Below is a block of data; give all of it again word for word.

═══

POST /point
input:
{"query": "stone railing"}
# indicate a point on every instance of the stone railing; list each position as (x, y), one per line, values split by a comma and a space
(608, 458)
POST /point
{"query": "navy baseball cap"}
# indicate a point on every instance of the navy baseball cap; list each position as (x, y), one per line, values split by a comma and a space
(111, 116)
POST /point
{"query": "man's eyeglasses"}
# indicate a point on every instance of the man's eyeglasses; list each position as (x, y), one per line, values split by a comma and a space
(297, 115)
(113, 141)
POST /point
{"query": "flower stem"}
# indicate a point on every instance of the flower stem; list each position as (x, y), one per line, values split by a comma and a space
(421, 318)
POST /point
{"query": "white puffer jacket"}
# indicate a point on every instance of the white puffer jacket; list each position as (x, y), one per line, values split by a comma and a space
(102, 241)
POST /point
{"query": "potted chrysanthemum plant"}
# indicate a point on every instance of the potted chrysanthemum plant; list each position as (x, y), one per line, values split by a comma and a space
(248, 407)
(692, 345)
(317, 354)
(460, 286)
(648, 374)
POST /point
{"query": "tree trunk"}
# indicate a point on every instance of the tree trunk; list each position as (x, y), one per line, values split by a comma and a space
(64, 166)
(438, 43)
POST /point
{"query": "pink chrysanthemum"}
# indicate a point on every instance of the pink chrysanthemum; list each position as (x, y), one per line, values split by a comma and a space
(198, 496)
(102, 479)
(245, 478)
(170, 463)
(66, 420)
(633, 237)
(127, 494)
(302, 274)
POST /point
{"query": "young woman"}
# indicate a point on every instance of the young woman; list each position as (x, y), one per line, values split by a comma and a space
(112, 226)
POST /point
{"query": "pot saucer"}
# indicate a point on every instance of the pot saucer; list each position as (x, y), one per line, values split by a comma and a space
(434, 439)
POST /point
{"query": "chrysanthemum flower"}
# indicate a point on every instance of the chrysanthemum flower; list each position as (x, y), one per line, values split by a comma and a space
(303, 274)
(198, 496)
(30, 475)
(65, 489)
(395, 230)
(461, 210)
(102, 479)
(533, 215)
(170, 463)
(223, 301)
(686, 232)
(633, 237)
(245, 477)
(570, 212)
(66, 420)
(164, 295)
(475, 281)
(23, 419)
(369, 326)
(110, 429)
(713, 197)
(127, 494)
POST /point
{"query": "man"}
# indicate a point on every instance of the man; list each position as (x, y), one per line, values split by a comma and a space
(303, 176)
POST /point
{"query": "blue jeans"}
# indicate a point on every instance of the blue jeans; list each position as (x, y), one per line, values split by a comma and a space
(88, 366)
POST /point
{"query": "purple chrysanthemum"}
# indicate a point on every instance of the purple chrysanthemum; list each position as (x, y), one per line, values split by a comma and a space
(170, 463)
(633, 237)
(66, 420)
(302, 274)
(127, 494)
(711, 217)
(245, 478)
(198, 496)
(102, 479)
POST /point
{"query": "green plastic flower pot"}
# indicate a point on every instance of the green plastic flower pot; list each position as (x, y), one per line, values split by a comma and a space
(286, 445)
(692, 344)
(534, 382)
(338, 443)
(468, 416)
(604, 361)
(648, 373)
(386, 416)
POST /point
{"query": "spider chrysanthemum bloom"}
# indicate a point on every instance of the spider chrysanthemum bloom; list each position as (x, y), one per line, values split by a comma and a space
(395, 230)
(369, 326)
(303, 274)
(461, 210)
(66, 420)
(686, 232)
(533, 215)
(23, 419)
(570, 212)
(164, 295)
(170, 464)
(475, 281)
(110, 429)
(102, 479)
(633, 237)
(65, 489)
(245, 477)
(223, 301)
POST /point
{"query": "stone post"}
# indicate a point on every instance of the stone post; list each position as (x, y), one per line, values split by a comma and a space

═══

**SOLUTION TO THIS EXERCISE**
POST /point
input:
{"query": "stone railing"}
# indicate a point on every instance of the stone railing; list each position as (x, y), one per line, values split by a comma and a space
(608, 458)
POST /point
{"query": "navy baseball cap"}
# indicate a point on every instance of the navy baseball cap; list each position as (x, y), one per line, values split by a comma and a space
(111, 116)
POST /point
{"query": "man's eyeglasses"}
# indicate a point on every instance of the man's eyeglasses; list each position as (x, y), one per line, values split by a comma and a space
(297, 115)
(113, 141)
POST /point
{"query": "flower stem"}
# indicate a point on every instance of the flower stem; list each position as (x, y), one per line, values split by a comma and a space
(421, 318)
POST /point
{"query": "white puffer jacket"}
# indicate a point on every instance of the white puffer jacket; list each position as (x, y), one per line, values split by a comma and a space
(102, 241)
POST /point
{"query": "potted chrysanthemum plant"}
# indicate a point on every instance of the potted chrysanthemum plant; list each position as (x, y), one per line, values split by a comma and a space
(248, 407)
(692, 345)
(317, 354)
(460, 286)
(648, 374)
POST /point
{"query": "tree trunk"}
# indicate a point on every instance of the tree trunk; list each position as (x, y), one per line, values split by a comma and a space
(64, 166)
(438, 43)
POST /point
{"query": "pink chrysanthemum"}
# indicate a point on every instance of the pink chrysanthemum; list each position as (x, y), one per line, values split by a comma and a space
(198, 496)
(102, 479)
(245, 478)
(170, 463)
(66, 420)
(633, 237)
(127, 494)
(302, 274)
POST /point
{"query": "young woman"}
# indicate a point on every instance of the young woman; list each position as (x, y), one per line, values split by a comma and a space
(112, 226)
POST /point
{"query": "pot saucer"}
# indicate a point on every instance of the pot saucer; list each position as (x, y), one per line, values split by a comma and a space
(434, 439)
POST /point
{"query": "chrysanthemum flower"}
# indicate a point on every instance of the chrysanthemum flower; list each position as (x, y), one per line, values split by a comma and a space
(303, 274)
(198, 496)
(30, 475)
(65, 489)
(395, 230)
(461, 210)
(102, 479)
(533, 215)
(170, 463)
(223, 301)
(686, 232)
(633, 237)
(245, 477)
(570, 212)
(66, 420)
(164, 295)
(475, 281)
(23, 419)
(369, 326)
(110, 429)
(713, 197)
(127, 494)
POST /point
{"query": "man"}
# indicate a point on every instance of the man; list each position as (x, y), one per line, values split by a comma and a space
(303, 176)
POST /point
{"query": "blue jeans"}
# indicate a point on every instance of the blue jeans; list each position as (x, y), one per line, values split by a comma and a space
(88, 366)
POST /point
{"query": "purple chrysanthemum"}
# indicate a point on every instance of the purple chrysanthemum; list each position as (x, y), one per line, values split by a comma and a space
(170, 463)
(633, 237)
(66, 420)
(302, 274)
(127, 494)
(711, 217)
(245, 478)
(198, 496)
(102, 479)
POST /point
{"query": "green plastic flower pot"}
# indicate a point on every instance of the green plastic flower pot; list each position as (x, y), one per line, values split by a comma and a space
(286, 445)
(692, 344)
(534, 382)
(338, 443)
(468, 416)
(604, 361)
(648, 373)
(386, 416)
POST /point
{"query": "spider chrysanthemum bloom"}
# indicate a point on every instance of the spider chrysanthemum bloom; list each position as (x, y), one per line, values split by a comma and a space
(395, 230)
(369, 326)
(303, 274)
(461, 210)
(66, 420)
(686, 232)
(533, 215)
(23, 419)
(570, 212)
(164, 295)
(170, 464)
(475, 281)
(110, 429)
(102, 479)
(633, 237)
(65, 489)
(245, 477)
(223, 301)
POST /point
{"query": "stone post"}
# indicate a point on every instance of the stone post; list each position as (x, y), one per line, values split by a comma and a space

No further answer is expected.